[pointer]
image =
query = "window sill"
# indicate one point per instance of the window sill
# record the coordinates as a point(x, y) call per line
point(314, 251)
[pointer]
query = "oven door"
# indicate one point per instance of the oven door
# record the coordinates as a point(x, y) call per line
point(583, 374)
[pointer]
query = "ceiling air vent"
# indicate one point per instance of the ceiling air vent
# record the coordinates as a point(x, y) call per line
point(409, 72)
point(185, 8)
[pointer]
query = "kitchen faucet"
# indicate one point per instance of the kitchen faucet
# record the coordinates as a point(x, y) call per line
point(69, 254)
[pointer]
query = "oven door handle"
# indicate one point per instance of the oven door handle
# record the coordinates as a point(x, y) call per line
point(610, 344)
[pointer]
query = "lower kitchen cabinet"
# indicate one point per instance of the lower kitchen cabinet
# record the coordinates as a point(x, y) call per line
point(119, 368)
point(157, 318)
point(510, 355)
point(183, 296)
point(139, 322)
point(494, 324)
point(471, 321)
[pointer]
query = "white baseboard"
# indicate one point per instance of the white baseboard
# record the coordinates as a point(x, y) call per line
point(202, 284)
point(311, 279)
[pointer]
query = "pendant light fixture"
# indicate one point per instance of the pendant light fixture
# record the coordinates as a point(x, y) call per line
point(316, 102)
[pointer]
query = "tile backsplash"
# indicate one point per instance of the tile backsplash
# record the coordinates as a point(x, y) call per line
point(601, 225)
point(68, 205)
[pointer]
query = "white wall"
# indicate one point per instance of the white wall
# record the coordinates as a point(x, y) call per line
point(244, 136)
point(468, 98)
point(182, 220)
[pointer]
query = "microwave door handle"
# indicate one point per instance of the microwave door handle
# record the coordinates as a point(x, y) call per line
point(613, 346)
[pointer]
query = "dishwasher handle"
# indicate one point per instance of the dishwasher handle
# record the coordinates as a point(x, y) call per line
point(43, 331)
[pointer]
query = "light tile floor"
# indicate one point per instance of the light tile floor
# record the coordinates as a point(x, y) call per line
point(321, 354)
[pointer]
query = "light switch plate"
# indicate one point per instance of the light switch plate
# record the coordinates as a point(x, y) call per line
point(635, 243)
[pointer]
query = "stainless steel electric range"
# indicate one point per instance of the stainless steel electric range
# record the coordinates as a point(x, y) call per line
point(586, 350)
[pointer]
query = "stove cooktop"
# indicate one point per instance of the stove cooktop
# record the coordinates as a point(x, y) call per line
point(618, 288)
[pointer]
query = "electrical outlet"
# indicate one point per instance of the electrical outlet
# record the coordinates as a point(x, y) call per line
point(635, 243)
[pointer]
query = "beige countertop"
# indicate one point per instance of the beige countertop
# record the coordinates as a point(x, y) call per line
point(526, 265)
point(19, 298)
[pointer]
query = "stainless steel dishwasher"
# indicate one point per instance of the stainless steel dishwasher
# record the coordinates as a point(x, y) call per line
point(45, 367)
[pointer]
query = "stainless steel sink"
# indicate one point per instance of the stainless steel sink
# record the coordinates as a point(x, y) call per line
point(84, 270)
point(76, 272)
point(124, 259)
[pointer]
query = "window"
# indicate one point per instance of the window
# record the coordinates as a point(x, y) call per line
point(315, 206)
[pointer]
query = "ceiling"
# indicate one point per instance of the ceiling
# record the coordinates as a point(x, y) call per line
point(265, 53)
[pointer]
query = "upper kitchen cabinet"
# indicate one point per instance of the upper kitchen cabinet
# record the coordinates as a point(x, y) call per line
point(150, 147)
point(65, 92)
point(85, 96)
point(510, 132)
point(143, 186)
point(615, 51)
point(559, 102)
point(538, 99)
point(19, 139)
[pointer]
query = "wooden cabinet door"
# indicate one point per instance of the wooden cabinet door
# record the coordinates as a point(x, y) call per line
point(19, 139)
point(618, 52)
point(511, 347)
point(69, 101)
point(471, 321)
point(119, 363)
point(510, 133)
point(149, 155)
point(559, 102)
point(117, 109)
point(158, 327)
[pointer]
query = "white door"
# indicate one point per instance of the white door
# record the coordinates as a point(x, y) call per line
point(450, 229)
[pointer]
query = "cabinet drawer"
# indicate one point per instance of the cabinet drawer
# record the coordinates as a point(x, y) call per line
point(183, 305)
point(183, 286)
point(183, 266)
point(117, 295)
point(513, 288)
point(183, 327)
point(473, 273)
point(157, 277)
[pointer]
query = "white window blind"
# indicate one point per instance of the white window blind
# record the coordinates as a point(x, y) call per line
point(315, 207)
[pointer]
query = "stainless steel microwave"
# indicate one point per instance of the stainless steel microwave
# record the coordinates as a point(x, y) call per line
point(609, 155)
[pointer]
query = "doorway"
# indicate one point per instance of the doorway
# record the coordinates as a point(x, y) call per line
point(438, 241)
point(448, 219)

◆ ◆ ◆ ◆ ◆

• _Your goal_:
Recopy the entries above exactly, with every line included.

• _Answer below_:
[pointer]
image =
query = "window sill"
# indicate one point per instance of the window sill
# record the coordinates as a point(x, y) call per line
point(314, 251)
[pointer]
query = "oven door"
# indicate one point per instance of the oven door
# record the coordinates as a point(x, y) call per line
point(583, 374)
[pointer]
query = "ceiling air vent"
# indicate one point per instance of the ceiling air vent
# record the coordinates as a point(x, y) call per line
point(409, 72)
point(185, 8)
[pointer]
query = "kitchen faucet"
# indicate one point per instance of the kitchen faucet
# record the coordinates as a point(x, y) call per line
point(69, 254)
[pointer]
query = "oven door handle"
# indicate one point per instance of the oven door handle
# record the coordinates as a point(x, y) call per line
point(610, 344)
[pointer]
query = "lower kitchen cabinet"
# indicate one point per instance of the lower kitchen cabinet
# record the coordinates as a point(x, y) call per line
point(119, 368)
point(157, 318)
point(510, 355)
point(183, 296)
point(139, 322)
point(494, 324)
point(471, 321)
[pointer]
query = "white baseboard"
# indicate one point per instance of the white baseboard
# record the coordinates as a point(x, y) call per line
point(202, 284)
point(311, 279)
[pointer]
query = "pendant light fixture"
# indicate one point per instance of the pendant light fixture
# record the coordinates as a point(x, y) call per line
point(316, 102)
[pointer]
query = "tile backsplash"
# indicate one point per instance of the tile backsplash
# record the coordinates as a point(x, y) call per line
point(601, 225)
point(68, 205)
[pointer]
query = "white wall"
# indicate one point per instance of the white wall
# record the coordinates as a point(x, y) call per line
point(244, 136)
point(468, 98)
point(182, 220)
[pointer]
query = "microwave door handle"
# indicate one point per instance of the microwave door handle
# record the coordinates as a point(x, y) call per line
point(613, 346)
[pointer]
query = "dishwasher handle"
# indicate one point per instance of the dishwasher handle
# record the coordinates as a point(x, y) call per line
point(43, 331)
[pointer]
query = "light tile floor"
# indicate one point per instance of the light tile floor
# record the coordinates as a point(x, y) call per line
point(321, 354)
[pointer]
query = "light switch plate"
# indicate one point per instance of the light switch plate
# record the coordinates as a point(x, y) call per line
point(635, 243)
[pointer]
query = "stainless steel electric range"
# indicate one point per instance of the stainless steel electric range
# record the coordinates as a point(x, y) call per line
point(586, 350)
[pointer]
query = "stove cooktop"
# indicate one point per instance of the stove cooktop
# record the coordinates as a point(x, y) call per line
point(618, 288)
[pointer]
query = "electrical outlet"
# indicate one point per instance of the electrical outlet
# record the coordinates as a point(x, y) call per line
point(635, 243)
[pointer]
query = "beige countertop"
# indicate one point per instance of the beige countertop
# record the coordinates as a point(x, y) call per line
point(526, 265)
point(19, 298)
[pointer]
query = "stainless steel dishwasher"
# indicate one point per instance of the stainless steel dishwasher
# record the coordinates as a point(x, y) call per line
point(45, 367)
[pointer]
query = "stainless steel sink"
# indicate one point per instance of the stainless steel sink
# record the coordinates as a point(x, y) call per line
point(84, 270)
point(76, 272)
point(124, 259)
[pointer]
query = "window"
# indicate one point per instance of the window
# record the coordinates as a point(x, y) call per line
point(315, 206)
[pointer]
query = "ceiling"
# indicate one point per instance of the ceiling
# record the coordinates as a point(x, y) call per line
point(265, 53)
[pointer]
query = "upper kitchen cabinet"
# indicate one point per instance of the upper kitchen cabinet
# record the coordinates as a point(x, y) call per line
point(150, 147)
point(65, 92)
point(85, 96)
point(510, 132)
point(143, 186)
point(615, 51)
point(559, 102)
point(538, 99)
point(19, 139)
[pointer]
query = "wooden cabinet door"
# indicate one point per instance of the wooden cabinet door
# record the coordinates as a point(x, y) call per line
point(19, 139)
point(618, 52)
point(511, 347)
point(69, 101)
point(471, 321)
point(119, 363)
point(510, 133)
point(149, 155)
point(559, 102)
point(117, 109)
point(158, 327)
[pointer]
query = "white door"
# indicate one point per instance of the white door
# record the coordinates as a point(x, y) call per line
point(450, 229)
[pointer]
query = "cabinet drawer"
# indicate one point per instance of the cabinet drawer
# record the coordinates as a point(x, y) call per line
point(183, 305)
point(183, 286)
point(183, 266)
point(117, 295)
point(513, 288)
point(183, 327)
point(473, 273)
point(157, 277)
[pointer]
query = "white window blind"
# indicate one point per instance of the white window blind
# record the coordinates as a point(x, y) call per line
point(315, 207)
[pointer]
query = "stainless steel microwave"
# indicate one point per instance of the stainless steel microwave
# record the coordinates as a point(x, y) call per line
point(609, 155)
[pointer]
query = "doorway"
# indicate one point per instance of the doorway
# record the coordinates as a point(x, y) call per line
point(438, 241)
point(448, 219)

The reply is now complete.